Prompt A
From the article about the Carrillo family and the amnesty law, reproduce word for word the part that begins with the words containing "When they remembered" and ends with "to find work.".
Prompt B
Decide whether each statement agrees with the article about the Carrillo family and the amnesty law, answering yes or no and quoting the deciding words: (i) Carrillo is 57 and lives in Pomona. (ii) The 18 men died in the locked boxcar near El Paso in August. (iii) The law offers residency to aliens who can prove continuous U.S. residence since Jan. 1, 1980.
Prompt C
Continue the article about the Carrillo family and the amnesty law from the point where it stops.
**** Text excerpt ****
They spoke about laws and tragedy and skeletons found in the desert. The old-timers speak a good deal about such things these days.
When they remembered the 18 men who died in July in the locked boxcar near El Paso, they wondered.
"Why do they come, seeing the way things are now?" one of the men asked. They all agreed that the new immigration law is making it harder to find work.
But Antonio Carrillo knew why. "When you're over there and see yourself corralled, when you see your children go hungry, you look all around for a way out and there is none," Carrillo said. "Then, you remember the United States."
Reminiscences and Visions
Carrillo, 57, of Pomona, has lived and worked in the United States most of his adult life as an illegal alien, and in recent months has earned a living by scavenging for cardboard. He and a group of friends were spending a relaxed Sunday in Azusa recently remembering their own hazardous trips and contemplating their future under the new law.
Carrillo, whose father and uncles began traveling northward from their hometown in the Mexican state of Zacatecas before he was born, recalled his father's stories about men's skeletons he discovered on his treks across the desert.
Now they're dying in locked boxcars.
The men debated whether the law will stop people from coming. And they wondered how many of those already here will be allowed to stay under the law's amnesty. For Carrillo, this is an immediate and pressing concern.
Carrillo's San Gabriel Valley family is part of the first small wave of immigrants to take the risk of applying for amnesty. After months of worry and preparations, Carrillo, two of his children and a few other relatives have received six-month work permits while awaiting final decisions on their amnesty petitions.
Some in the family are guardedly optimistic about their chances, but most remain uncertain. And they are still worried about family members with more problematic cases who have yet to file applications.
While the law provides the only hope the family has of attaining legal U.S. residency, the unprecedented opportunity has not come cheaply.
The law offers U.S. residency to aliens who can prove they have lived in the United States continuously since Jan. 1, 1982, and who meet other requirements.
Despite public assurances from immigration officials that only about 2% of the amnesty applications filed so far have been recommended for denial, the Carrillos are not celebrating yet.
Since the law was enacted last November, the Carrillos, like other immigrants unfamiliar with the English language and American bureaucracy, have struggled to find their way through the red tape created by the law.
**** Recorded information ****
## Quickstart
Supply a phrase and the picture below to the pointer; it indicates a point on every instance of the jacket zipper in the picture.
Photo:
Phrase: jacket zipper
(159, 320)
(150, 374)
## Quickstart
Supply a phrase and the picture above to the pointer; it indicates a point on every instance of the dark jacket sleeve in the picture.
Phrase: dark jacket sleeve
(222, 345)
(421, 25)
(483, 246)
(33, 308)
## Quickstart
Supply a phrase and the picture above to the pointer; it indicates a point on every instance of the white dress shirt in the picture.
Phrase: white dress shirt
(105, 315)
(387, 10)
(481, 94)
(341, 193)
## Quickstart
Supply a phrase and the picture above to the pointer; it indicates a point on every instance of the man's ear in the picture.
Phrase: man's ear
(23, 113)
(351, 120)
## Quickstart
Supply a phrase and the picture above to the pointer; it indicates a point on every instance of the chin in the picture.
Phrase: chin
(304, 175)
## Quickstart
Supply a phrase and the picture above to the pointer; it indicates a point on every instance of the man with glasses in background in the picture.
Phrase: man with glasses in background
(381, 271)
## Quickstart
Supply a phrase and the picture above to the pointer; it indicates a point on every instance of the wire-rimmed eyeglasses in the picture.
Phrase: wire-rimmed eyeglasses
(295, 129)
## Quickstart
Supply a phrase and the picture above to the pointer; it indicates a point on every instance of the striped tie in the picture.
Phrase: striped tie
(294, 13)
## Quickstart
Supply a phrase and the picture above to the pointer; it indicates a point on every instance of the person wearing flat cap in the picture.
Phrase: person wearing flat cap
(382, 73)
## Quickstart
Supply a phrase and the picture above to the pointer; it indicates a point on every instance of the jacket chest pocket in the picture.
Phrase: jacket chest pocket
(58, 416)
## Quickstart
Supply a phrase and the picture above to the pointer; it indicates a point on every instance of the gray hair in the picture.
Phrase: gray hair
****
Exercise response A
When they remembered the 18 men who died in July in the locked boxcar near El Paso, they wondered.
"Why do they come, seeing the way things are now?" one of the men asked. They all agreed that the new immigration law is making it harder to find work.

Exercise response B
(i) Yes: "Carrillo, 57, of Pomona"
(ii) No: "the 18 men who died in July in the locked boxcar near El Paso"
(iii) No: "who can prove they have lived in the United States continuously since Jan. 1, 1982"

Exercise response C
Most in the family have sought help from what has become a mushrooming amnesty industry: immigration lawyers, legalization assistance centers, physicians and small photographic shops offering services to help meet application requirements.
Some have spent days tracking down old employers for letters verifying when they worked, old tax accountants for copies of their returns. They've missed precious days from their jobs to keep appointments with lawyers and immigration officials.
They have also had to scrimp from already tight budgets to pay up to $1,700 per family in legal fees. This is in addition to the $420 per family in government fees and the cost of required medical exams, photographs and fingerprints.
And there have been sleepless nights spent worrying:
Would the few welfare checks Carrillo's daughter received during a brief marital separation disqualify her from amnesty?
Would Carrillo's wife, Estefana, who has seldom paid a bill in her own name, be able to document her years in the United States?
Will a 10-year medical disability, a mental illness or an emergency trip to Mexico disqualify other relatives? What if some family members are allowed to stay and others are forced to leave?
Those questions arise from ambiguities in the complex law and what critics regard as overly restrictive regulations implementing it. While the law disqualifies anyone considered a "public charge," it is not clear, for instance, whether that automatically applies to anyone who has ever received welfare benefits, disability payments or treatment for a mental disorder.
Critics blame the restrictions and confusion for the slow start of the program. So far, only 300,000 applications have been filed in the Western region. Immigration officials initially predicted that the one-year program would draw 2.1 million applicants in the West, more than half of the total expected across the country.